TO BE DONE → Repeat exactly the lines from the line containing "Would you be able to pick out the blue" to the last line of the listing, including both.

[start PROVIDED DATA]

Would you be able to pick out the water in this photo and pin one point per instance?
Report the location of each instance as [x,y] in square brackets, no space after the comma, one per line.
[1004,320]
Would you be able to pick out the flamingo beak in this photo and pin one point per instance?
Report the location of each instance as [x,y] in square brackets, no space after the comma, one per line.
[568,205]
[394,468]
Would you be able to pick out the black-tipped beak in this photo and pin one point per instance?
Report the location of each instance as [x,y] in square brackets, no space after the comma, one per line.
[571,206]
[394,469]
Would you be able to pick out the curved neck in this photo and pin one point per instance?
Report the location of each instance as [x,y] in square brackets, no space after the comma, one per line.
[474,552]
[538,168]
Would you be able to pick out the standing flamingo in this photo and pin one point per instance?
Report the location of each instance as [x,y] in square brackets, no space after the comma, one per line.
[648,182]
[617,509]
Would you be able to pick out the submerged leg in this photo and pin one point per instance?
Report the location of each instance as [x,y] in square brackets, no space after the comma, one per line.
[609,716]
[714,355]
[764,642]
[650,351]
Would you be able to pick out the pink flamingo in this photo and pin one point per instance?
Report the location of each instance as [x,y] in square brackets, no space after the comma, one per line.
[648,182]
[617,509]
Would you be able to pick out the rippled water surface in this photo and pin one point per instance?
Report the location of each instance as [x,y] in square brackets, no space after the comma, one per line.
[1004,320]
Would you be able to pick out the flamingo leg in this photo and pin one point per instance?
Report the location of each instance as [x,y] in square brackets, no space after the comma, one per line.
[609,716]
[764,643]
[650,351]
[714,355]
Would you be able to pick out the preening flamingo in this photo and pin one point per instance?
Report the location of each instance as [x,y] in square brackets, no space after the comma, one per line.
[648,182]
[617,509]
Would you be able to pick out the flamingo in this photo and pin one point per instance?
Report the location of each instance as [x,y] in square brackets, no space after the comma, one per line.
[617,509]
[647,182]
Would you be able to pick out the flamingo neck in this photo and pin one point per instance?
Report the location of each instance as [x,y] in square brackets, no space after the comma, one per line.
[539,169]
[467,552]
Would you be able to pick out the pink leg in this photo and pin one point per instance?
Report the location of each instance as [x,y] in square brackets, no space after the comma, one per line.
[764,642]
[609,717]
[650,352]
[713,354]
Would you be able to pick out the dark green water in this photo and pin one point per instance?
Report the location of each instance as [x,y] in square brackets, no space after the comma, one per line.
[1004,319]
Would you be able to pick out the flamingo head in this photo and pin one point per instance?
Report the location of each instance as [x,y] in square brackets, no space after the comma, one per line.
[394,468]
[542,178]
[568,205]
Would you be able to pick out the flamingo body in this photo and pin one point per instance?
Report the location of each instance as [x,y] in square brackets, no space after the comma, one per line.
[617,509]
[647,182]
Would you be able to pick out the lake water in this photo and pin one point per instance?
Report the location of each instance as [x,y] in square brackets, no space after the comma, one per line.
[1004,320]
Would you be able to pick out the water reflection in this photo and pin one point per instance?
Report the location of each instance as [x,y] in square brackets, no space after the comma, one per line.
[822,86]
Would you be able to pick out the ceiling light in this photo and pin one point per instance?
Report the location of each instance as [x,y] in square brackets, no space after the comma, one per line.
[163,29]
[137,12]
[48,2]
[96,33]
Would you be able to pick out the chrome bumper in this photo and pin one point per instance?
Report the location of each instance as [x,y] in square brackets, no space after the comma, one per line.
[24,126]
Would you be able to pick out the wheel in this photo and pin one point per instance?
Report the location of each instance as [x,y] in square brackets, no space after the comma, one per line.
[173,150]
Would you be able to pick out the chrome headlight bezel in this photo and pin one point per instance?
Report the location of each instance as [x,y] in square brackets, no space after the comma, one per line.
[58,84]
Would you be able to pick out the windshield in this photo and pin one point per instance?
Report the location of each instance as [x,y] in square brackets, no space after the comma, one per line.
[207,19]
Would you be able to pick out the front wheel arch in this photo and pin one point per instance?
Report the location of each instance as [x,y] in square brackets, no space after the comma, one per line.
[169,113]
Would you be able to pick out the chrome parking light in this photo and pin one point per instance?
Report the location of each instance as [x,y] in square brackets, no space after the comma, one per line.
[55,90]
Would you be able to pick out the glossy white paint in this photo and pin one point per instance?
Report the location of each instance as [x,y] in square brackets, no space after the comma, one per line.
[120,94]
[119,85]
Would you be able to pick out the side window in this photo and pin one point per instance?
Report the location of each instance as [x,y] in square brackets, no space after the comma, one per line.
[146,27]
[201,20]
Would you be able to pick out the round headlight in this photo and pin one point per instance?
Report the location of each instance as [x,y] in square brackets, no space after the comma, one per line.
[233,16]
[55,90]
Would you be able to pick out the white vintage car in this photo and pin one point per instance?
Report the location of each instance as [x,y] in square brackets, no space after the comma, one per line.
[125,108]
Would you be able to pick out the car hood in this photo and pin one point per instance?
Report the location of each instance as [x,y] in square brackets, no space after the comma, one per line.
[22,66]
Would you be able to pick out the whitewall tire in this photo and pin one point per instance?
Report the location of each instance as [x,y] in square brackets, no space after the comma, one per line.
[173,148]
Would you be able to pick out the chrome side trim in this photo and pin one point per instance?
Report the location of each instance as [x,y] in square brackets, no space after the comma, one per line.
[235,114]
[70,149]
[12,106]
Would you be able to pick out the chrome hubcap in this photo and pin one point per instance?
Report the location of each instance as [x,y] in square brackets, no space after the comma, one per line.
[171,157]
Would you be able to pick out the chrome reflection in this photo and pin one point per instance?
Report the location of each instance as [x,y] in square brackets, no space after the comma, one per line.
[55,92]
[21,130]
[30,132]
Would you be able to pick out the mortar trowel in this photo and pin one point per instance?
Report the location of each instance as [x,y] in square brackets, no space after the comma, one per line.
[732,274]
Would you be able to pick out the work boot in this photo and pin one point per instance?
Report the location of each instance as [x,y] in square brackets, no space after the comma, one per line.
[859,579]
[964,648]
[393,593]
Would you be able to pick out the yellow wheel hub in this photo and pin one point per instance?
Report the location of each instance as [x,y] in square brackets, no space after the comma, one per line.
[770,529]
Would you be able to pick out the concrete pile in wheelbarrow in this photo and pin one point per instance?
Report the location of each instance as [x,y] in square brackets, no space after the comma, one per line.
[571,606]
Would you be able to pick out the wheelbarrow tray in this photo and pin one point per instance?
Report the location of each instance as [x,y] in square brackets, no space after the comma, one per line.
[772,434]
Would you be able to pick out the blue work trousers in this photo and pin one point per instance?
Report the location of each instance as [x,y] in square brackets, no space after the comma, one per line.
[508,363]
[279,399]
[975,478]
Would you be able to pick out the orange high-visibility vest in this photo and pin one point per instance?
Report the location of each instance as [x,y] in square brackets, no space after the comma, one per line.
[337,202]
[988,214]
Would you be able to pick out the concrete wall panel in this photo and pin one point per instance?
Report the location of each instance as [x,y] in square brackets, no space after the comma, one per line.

[end PROVIDED DATA]

THE RESPONSE →
Would you be able to pick out the blue work trousers in this photo and pin one point per instance?
Report the location of each instance as [x,y] in square brackets, no space after the comma, one per line.
[508,363]
[279,399]
[975,478]
Would you be able to pick out the orange high-visibility vest in this photo and pin one point per instance?
Report the location of each instance as [x,y] in square brackets, no space after the comma, one per line.
[337,202]
[988,214]
Would you be able to pick out the concrete wall panel in this photo and pin one point per instance?
Report the location of each instance as [x,y] in square brackets, no space after the comma, one per line.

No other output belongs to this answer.